━━━ DOCUMENT SEGMENT

Now that we are vegans (for this year anyway), who knows that the provision problems will be. I would hope it would be easier, but last time we were in the Bahamas, the fresh fruits and vegetables were scarce and on their last legs.


----------



## Cruisingdad (Jul 21, 2006)

remetau said:


> Brian,
> 
> First off, stop using so many paper towels. Use rags and sponges instead.
> 
> ...


Who said it was ME using the paper towels!!?? You met my boys! (snicker). Truth is that I am as bad as they are... almost. We use the towels too. It is a hard transition though.

Anothe big surprise was the amount of trash we accumulate as cruisers. Yikes!!

I will say this, cruising sure give you a new perspective on your Footprint you leave on the planet... the water you use, the food you consume, the waste water, the trash, etc. Am I te only one that goes to a land-based toilet and flushes and thinks, "Wow! I'd be out of water in a few days if I had to use that thing!"

So you two went Vegan? Good for you. I tried the whole vegetarian thing once and didnt last very long. Problem is I am a sucky fisherman!

We will be stopping off in Manatee (Emerson Pt) in next week or two. The plan is the weekend after next. You wanna come? Lotsa cruisers going... February 1st... put it on your calendar!!

Brian


----------



## rhr1956 (Dec 18, 2010)

Brian, I just facebooked you.


----------



## Cruisingdad (Jul 21, 2006)

rhr1956 said:


> Brian, I just facebooked you.


Got ya!

Brian


----------



## remetau (Jan 27, 2009)

Cruisingdad said:


> Who said it was ME using the paper towels!!?? You met my boys! (snicker). Truth is that I am as bad as they are... almost. We use the towels too. It is a hard transition though.
> 
> Anothe big surprise was the amount of trash we accumulate as cruisers. Yikes!!
> 
> ...


Yeah, I get the trash thing. It takes a bit of conscious thinking to think about it ahead of time, but I feel that it is well worth the effort.

We were once vegetarians for a year and decided to try vegan for 6 weeks this year, but we may stay with it or at least mostly vegan and vegetarian.

I'll try to remember about the Feb 1st. We have been wanting to get away from the dock, but have had too many friends visiting.


----------



## wingNwing (Apr 28, 2008)

It's really cold up here, the water is turning hard. So all this talk of raftups is making me quite jealous!

My biggest provisioning surprise comes from finding foods in forms different than we expect from the US. Butter in the islands comes in cans ("tins") instead of refrigerated sticks; coconut milk comes powdered - just mix with water; beans and vegetables that we're used to seeing in cans comes in glass jars; and tomato paste comes in a tube like toothpaste, just for some examples.

This link leads to a bunch of links from other cruisers' blog posts specifically about provisioning The Monkey's Fist: Collecting Cruisers' Perspectives: Is there Jif in Vanuatu?

━━━━━━

REQUIRED WORK>
1/ Answer these about the cruising forum thread:
(a) How does wingNwing say butter comes in the islands?
(b) For how long did remetau decide to try vegan this year?
(c) What date does Cruisingdad tell readers to put on their calendar?
2/ Transcribe the part of the cruising forum thread starting with "I'll try to" and going on through "me quite jealous!".
The entries that follow the thread come from a separate source.

━━━ INFORMATION PROVIDED

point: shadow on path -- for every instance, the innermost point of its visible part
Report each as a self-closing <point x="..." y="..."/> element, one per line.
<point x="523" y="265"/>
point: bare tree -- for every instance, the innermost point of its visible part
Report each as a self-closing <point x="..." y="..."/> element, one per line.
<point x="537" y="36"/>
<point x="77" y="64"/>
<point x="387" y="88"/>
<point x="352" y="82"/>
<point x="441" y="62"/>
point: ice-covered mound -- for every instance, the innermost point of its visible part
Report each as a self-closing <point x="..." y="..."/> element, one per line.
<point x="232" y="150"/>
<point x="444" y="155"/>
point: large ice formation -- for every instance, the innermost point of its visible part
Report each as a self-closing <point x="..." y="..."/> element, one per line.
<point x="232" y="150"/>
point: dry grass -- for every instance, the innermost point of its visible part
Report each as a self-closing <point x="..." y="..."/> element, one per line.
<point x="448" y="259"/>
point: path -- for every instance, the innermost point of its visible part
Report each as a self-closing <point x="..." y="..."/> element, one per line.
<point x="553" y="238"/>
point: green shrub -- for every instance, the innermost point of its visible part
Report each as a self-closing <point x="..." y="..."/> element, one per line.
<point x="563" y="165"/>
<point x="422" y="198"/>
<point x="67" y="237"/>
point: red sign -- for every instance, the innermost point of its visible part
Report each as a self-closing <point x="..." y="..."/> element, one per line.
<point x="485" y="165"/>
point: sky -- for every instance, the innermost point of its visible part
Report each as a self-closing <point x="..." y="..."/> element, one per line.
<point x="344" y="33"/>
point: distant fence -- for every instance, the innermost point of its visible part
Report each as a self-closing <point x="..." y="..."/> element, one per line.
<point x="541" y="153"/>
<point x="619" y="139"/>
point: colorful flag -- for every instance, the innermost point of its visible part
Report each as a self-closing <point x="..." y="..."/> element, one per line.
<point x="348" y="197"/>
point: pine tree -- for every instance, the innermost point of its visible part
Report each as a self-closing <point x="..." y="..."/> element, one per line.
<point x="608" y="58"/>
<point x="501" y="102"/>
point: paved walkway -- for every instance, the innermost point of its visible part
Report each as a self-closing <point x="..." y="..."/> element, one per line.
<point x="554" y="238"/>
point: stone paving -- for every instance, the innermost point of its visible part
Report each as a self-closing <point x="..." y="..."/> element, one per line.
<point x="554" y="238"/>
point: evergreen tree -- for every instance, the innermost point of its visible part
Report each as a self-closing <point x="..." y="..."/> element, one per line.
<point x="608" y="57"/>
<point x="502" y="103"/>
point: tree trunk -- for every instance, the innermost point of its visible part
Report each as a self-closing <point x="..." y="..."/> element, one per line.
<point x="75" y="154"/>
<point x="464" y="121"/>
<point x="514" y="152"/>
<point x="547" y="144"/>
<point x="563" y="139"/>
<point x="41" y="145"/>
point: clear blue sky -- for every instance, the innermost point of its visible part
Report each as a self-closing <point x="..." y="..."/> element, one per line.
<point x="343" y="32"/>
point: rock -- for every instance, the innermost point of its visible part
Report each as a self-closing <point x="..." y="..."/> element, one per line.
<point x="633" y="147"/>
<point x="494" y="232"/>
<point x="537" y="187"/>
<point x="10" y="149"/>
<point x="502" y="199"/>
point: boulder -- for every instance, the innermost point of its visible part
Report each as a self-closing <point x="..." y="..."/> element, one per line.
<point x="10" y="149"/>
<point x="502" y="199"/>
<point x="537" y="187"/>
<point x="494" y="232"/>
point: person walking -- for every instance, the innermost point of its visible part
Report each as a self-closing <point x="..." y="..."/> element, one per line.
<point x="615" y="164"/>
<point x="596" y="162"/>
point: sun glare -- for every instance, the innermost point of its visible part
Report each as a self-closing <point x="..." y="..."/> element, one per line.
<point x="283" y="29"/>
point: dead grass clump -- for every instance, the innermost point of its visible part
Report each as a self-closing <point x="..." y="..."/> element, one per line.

━━━━━━

ANSWERS TO THE TASKS>
1/
(a) In cans ("tins")
(b) 6 weeks
(c) February 1st

2/
I'll try to remember about the Feb 1st. We have been wanting to get away from the dock, but have had too many friends visiting.


----------



## wingNwing (Apr 28, 2008)

It's really cold up here, the water is turning hard. So all this talk of raftups is making me quite jealous!